*** Opening of Exercise text ***
In a press release, Norway-based Fiizk said American Aquafarms needed a good tool that could help it design the best possible production plan, and initially purchased access to the Horizon Planner tool during a project period, to lay out a clear plan for how it would achieve its production goals.

“During the project period, they saw the value of having access to a good tool for planning permanently, which resulted in the permanent acquisition of Horizon Planner Land,” said Fiizk.

Public meeting

American Aquafarms held an online public meeting on May 6 to inform local residents of its plan to site two farms in Frenchman Bay, Hancock County. The company was required to hold the meeting, which was attended by 117 people, by the Maine Department of Environmental Protection (DEP), in light of its impending Maine wastewater discharge permit application.

According to a report on the website of The Ellsworth American weekly newspaper, the company failed to specify by whom and exactly where in the world the closed-pen technology is being used in real time commercially to grow and successfully harvest Atlantic salmon for the global market.
*** Close of Exercise text ***
*** Opening of Excerpted data ***
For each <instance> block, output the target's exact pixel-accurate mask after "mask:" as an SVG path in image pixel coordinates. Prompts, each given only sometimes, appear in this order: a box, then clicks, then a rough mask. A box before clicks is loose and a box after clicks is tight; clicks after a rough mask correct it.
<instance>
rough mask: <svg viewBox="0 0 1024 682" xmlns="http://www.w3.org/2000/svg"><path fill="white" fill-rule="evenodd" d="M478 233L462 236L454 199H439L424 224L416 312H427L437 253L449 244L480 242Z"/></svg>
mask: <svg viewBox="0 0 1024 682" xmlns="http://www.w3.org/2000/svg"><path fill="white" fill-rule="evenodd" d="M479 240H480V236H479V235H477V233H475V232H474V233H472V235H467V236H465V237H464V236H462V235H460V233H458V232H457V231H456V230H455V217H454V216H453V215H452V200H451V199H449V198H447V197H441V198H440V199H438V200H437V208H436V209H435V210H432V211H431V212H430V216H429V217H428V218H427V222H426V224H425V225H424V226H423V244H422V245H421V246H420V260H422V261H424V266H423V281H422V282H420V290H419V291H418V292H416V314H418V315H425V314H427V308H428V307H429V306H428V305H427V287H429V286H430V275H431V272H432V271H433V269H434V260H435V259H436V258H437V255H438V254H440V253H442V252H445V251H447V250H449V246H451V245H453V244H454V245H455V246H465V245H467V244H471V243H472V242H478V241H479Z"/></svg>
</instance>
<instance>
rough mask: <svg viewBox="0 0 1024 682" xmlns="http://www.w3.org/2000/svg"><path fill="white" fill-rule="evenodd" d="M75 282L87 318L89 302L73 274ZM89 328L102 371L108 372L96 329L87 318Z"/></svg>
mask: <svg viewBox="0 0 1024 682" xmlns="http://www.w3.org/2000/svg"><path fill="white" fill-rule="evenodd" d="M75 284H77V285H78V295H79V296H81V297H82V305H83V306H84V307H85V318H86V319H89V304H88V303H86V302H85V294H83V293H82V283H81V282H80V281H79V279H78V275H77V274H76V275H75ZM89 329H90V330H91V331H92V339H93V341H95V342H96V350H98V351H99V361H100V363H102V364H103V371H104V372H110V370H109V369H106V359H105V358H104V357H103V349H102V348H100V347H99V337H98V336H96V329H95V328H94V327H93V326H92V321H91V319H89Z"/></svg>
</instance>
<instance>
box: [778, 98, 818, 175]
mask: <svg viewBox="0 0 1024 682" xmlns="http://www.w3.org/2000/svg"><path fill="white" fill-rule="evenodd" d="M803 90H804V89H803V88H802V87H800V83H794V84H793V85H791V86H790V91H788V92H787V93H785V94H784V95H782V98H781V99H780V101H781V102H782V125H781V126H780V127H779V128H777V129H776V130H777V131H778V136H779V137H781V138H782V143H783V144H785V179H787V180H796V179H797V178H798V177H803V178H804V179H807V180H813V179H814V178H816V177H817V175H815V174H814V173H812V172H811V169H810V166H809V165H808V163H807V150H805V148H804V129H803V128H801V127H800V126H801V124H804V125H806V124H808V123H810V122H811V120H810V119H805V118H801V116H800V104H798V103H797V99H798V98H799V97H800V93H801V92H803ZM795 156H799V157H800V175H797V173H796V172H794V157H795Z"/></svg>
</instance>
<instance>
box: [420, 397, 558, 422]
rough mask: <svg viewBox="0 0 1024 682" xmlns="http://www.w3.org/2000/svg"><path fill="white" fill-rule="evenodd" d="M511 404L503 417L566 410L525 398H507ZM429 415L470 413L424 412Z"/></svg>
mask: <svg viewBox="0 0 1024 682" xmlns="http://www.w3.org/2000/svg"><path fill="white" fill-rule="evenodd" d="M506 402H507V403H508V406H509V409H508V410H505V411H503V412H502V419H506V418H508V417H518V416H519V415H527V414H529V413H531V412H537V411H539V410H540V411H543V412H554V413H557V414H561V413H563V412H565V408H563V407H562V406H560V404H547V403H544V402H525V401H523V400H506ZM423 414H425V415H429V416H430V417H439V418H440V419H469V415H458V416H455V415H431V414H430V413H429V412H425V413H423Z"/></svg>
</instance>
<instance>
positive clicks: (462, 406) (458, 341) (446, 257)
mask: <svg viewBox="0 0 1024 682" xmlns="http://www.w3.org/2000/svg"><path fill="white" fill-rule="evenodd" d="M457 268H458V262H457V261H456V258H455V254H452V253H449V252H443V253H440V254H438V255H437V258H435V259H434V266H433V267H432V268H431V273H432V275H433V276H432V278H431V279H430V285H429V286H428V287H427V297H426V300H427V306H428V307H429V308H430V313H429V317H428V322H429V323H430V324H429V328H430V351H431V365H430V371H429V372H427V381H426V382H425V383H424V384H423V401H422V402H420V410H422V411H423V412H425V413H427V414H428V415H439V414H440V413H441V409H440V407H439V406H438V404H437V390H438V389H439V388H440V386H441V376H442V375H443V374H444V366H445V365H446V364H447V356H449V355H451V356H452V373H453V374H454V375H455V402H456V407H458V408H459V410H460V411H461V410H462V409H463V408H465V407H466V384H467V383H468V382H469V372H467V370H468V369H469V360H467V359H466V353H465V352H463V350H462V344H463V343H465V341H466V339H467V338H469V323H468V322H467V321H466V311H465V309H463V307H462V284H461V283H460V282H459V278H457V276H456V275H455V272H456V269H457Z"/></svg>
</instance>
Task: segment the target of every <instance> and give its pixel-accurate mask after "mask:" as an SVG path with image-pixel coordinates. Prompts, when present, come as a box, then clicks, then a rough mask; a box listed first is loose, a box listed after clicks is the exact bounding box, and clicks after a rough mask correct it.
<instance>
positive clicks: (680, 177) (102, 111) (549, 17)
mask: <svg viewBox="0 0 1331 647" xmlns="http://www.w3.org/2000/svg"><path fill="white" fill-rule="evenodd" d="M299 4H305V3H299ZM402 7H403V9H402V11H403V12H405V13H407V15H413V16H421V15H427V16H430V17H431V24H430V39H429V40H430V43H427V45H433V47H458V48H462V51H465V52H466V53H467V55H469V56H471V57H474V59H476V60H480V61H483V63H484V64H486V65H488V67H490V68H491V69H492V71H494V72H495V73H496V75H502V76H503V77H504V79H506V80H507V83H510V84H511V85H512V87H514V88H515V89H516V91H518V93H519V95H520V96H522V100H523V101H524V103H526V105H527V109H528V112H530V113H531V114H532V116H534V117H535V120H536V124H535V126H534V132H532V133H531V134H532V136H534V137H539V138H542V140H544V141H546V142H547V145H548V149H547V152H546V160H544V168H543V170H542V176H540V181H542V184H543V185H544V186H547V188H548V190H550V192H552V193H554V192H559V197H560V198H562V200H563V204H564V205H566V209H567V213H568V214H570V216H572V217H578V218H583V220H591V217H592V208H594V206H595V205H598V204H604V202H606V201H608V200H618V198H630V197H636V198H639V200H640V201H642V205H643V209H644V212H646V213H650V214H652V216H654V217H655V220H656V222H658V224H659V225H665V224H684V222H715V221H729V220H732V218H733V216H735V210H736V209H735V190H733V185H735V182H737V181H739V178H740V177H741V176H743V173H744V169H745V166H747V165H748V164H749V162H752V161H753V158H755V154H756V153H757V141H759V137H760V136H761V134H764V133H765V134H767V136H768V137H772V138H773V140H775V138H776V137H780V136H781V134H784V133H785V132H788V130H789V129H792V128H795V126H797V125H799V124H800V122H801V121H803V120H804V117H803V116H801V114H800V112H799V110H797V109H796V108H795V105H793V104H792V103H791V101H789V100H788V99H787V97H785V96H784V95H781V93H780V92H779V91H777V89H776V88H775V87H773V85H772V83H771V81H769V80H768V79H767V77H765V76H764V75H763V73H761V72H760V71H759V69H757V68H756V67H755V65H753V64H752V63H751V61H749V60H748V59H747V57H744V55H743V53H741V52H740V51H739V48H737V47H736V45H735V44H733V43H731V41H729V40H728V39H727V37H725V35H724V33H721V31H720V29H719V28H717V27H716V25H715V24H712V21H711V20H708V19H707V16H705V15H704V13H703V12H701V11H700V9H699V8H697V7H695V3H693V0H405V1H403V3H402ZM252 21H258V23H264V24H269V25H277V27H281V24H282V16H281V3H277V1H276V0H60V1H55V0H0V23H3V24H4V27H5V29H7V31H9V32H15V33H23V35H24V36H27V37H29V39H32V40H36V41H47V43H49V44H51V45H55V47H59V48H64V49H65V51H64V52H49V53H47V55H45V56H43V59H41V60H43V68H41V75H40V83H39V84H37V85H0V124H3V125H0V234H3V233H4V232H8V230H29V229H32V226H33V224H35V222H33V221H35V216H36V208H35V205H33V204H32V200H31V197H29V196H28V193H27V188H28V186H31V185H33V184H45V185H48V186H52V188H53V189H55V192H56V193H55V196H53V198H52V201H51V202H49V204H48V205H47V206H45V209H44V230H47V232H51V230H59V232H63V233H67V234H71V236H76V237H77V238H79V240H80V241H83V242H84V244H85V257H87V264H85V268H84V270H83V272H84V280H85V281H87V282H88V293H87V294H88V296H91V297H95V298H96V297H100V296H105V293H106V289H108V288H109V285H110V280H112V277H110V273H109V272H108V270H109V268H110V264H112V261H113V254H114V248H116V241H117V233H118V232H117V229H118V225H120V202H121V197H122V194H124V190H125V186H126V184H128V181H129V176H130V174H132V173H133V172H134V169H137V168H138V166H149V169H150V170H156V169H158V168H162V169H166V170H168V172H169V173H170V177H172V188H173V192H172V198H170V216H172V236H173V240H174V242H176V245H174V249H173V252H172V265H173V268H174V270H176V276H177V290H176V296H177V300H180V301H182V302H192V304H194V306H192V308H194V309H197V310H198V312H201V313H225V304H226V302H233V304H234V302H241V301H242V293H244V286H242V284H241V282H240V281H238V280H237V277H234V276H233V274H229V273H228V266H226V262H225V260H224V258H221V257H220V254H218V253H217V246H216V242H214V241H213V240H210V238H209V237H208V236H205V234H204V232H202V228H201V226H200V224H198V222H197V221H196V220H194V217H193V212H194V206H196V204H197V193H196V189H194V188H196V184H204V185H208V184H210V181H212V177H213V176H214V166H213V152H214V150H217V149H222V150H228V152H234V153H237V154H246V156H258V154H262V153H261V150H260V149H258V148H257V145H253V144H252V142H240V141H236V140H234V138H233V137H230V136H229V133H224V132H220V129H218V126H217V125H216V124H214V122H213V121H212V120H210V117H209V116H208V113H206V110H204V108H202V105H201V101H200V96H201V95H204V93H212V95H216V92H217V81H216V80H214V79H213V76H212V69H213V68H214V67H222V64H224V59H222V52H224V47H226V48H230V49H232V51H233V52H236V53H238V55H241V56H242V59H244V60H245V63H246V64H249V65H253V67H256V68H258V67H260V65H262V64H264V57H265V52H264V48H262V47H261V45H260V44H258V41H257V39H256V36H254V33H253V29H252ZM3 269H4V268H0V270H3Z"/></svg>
*** Close of Excerpted data ***
→ Assignment 1: Write out the American Aquafarms article word for word, everything from "According to a" down to "the global market.".
→ Assignment 2: Put into a numbered list the rows of Block 1 from the first one down to the line containing "233L462 236L454 199H439L424", both ends included and blank lines left out.

→ Written reply 1:
According to a report on the website of The Ellsworth American weekly newspaper, the company failed to specify by whom and exactly where in the world the closed-pen technology is being used in real time commercially to grow and successfully harvest Atlantic salmon for the global market.

→ Written reply 2:
1. For each <instance> block, output the target's exact pixel-accurate mask after "mask:" as an SVG path in image pixel coordinates. Prompts, each given only sometimes, appear in this order: a box, then clicks, then a rough mask. A box before clicks is loose and a box after clicks is tight; clicks after a rough mask correct it.
2. <instance>
3. rough mask: <svg viewBox="0 0 1024 682" xmlns="http://www.w3.org/2000/svg"><path fill="white" fill-rule="evenodd" d="M478 233L462 236L454 199H439L424 224L416 312H427L437 253L449 244L480 242Z"/></svg>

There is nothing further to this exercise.